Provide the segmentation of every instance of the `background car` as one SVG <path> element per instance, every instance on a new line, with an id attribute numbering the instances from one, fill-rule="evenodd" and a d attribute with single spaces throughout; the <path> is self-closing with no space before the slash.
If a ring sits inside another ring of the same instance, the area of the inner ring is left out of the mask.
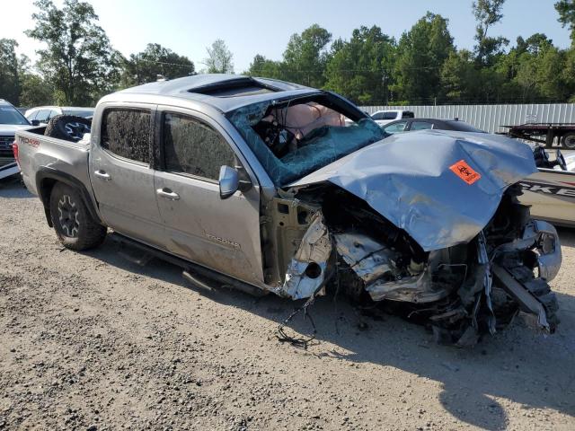
<path id="1" fill-rule="evenodd" d="M 457 130 L 459 132 L 486 133 L 473 128 L 472 125 L 461 121 L 459 119 L 408 119 L 393 121 L 384 128 L 385 133 L 411 132 L 414 130 L 425 130 L 435 128 L 438 130 Z"/>
<path id="2" fill-rule="evenodd" d="M 371 114 L 372 119 L 380 126 L 385 126 L 396 119 L 413 119 L 414 117 L 413 112 L 403 110 L 377 110 Z"/>
<path id="3" fill-rule="evenodd" d="M 38 120 L 40 124 L 47 124 L 49 119 L 57 115 L 75 115 L 87 119 L 93 115 L 93 108 L 82 108 L 76 106 L 38 106 L 26 111 L 26 118 Z"/>
<path id="4" fill-rule="evenodd" d="M 18 173 L 18 166 L 12 152 L 16 130 L 28 128 L 30 121 L 12 103 L 0 99 L 0 180 Z"/>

> [To do] Write out all the records again with their requests but without the pictures. In the answers, raise every number by 84, including both the path ids and the outline coordinates.

> [Solution to this task]
Provide the segmentation of every instance of the `background car` as one SVG <path> element per instance, every instance on a new line, with an id attribute numbering the instances from one, fill-rule="evenodd" and a d attribute with single spaces throughout; the <path> is self-closing with no space before the slash.
If a ring sits inside another ring of the same instance, the area of the inner ring is left out of the mask.
<path id="85" fill-rule="evenodd" d="M 541 214 L 543 216 L 570 217 L 557 212 L 556 209 L 545 205 L 543 203 L 492 203 L 477 205 L 468 212 L 469 217 L 495 216 L 498 214 L 509 214 L 519 212 L 522 214 Z"/>
<path id="86" fill-rule="evenodd" d="M 455 198 L 456 203 L 464 210 L 469 210 L 480 203 L 497 203 L 498 201 L 497 196 L 487 194 L 461 194 Z"/>
<path id="87" fill-rule="evenodd" d="M 122 204 L 124 208 L 131 208 L 133 203 L 141 199 L 159 199 L 171 203 L 177 199 L 177 192 L 166 192 L 160 190 L 122 190 L 110 195 L 110 202 Z"/>
<path id="88" fill-rule="evenodd" d="M 102 257 L 102 250 L 96 236 L 100 214 L 112 212 L 114 205 L 96 187 L 84 183 L 84 264 Z"/>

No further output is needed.